▶ **RECORDS FOR THIS EXERCISE**
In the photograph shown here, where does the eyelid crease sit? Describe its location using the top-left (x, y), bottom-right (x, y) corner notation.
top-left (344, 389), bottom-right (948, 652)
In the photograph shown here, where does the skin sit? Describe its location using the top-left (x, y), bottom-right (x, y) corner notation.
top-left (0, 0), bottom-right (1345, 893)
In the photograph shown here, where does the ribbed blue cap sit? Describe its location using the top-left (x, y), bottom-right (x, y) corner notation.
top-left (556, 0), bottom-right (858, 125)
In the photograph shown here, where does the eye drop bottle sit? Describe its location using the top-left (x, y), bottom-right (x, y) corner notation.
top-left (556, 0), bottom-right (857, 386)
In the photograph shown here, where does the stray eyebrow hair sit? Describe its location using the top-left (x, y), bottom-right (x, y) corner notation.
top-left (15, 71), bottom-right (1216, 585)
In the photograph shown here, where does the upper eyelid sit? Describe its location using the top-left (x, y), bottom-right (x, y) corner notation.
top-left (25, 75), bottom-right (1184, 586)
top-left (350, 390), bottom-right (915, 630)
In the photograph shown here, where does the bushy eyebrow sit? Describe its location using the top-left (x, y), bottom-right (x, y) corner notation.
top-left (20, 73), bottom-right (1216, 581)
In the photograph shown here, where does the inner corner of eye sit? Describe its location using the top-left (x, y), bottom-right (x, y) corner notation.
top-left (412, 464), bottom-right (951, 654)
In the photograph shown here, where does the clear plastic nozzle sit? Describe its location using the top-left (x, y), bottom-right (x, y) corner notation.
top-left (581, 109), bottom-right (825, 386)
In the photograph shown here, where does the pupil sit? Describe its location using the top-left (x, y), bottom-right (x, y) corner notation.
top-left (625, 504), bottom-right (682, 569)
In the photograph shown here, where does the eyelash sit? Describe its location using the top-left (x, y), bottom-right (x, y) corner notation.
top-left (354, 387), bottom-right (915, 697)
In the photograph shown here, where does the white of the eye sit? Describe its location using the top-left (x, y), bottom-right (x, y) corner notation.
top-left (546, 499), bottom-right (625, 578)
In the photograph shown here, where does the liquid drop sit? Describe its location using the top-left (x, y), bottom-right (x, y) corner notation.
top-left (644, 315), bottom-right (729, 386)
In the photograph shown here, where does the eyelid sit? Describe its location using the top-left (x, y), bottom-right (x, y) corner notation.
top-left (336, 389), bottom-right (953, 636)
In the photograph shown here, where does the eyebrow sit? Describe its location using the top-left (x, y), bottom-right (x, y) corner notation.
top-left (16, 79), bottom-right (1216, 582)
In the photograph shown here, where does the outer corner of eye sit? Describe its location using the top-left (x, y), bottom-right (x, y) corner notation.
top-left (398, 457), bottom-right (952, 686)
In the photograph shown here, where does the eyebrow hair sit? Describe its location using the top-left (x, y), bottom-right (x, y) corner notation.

▶ **WRITTEN TASK**
Reproduce every line of the listing above verbatim, in the same order.

▶ **REPLY TO THE TASK**
In the photograph shown here, where does the eyelid crease sit? Describe its location using the top-left (x, y), bottom-right (x, y) corner notation.
top-left (344, 389), bottom-right (948, 652)
In the photograph shown here, where does the skin sit? Describe its location using the top-left (x, y), bottom-right (x, y) corner notation.
top-left (0, 0), bottom-right (1345, 893)
In the photograph shown here, where does the ribbed blue cap sit? Describe its location using the top-left (x, y), bottom-right (x, y) corner notation.
top-left (556, 0), bottom-right (858, 125)
In the photograph shown here, where does the eye drop bottle sit? Describe its location using the top-left (x, y), bottom-right (x, y) corner notation.
top-left (556, 0), bottom-right (857, 386)
In the photograph shown here, where does the stray eyebrow hair sit? Describe its location using the top-left (x, y), bottom-right (x, y) corner notation.
top-left (15, 71), bottom-right (1216, 585)
In the photograph shown here, where does the upper eyelid sit? Describe its location using the top-left (x, y), bottom-right (x, y) corner notation.
top-left (25, 75), bottom-right (1184, 586)
top-left (350, 390), bottom-right (915, 630)
In the photograph shown here, where does the bushy eyebrow sit? Describe its location using the top-left (x, y), bottom-right (x, y) corner notation.
top-left (20, 73), bottom-right (1216, 581)
In the photograph shown here, where does the inner corner of eye sit? Describe its location using the top-left (x, y), bottom-right (x, y) corner notation.
top-left (412, 464), bottom-right (951, 654)
In the photograph shown here, where does the clear plastic nozzle sit? Describe its location using the top-left (x, y), bottom-right (x, y) corner notation.
top-left (581, 109), bottom-right (825, 386)
In the photograph shown here, where does the pupil sit? Describe its location using the top-left (x, y), bottom-right (x, y) corner notation.
top-left (625, 504), bottom-right (682, 569)
In the photograph shown here, where does the eyelash sit? Describe its location using the top-left (x, y), bottom-right (x, y) corner notation.
top-left (354, 387), bottom-right (915, 697)
In the photograph shown here, where does the white of the eye sit? Describe its location using the top-left (x, y), bottom-right (x, y) corner notation.
top-left (546, 499), bottom-right (625, 578)
In the photograph shown here, where does the liquid drop sit? Describe its location using the top-left (x, y), bottom-right (x, y) corner notation.
top-left (644, 315), bottom-right (729, 386)
In the photograph shown here, where does the eyelid sit? Describe its location using the top-left (x, y), bottom-right (x, y) corner notation.
top-left (336, 389), bottom-right (953, 636)
In the photograph shown here, where does the eyebrow sit? Describe its location using the top-left (x, y), bottom-right (x, y) corner notation.
top-left (16, 79), bottom-right (1216, 582)
In the photograph shown here, where does the outer corner of eye sit? Describe its location using the top-left (x, y), bottom-right (x, y) corner notation.
top-left (398, 457), bottom-right (952, 686)
In the photograph shown here, where does the eyebrow hair sit? Describe its location using the top-left (x, y), bottom-right (x, y) corner notation.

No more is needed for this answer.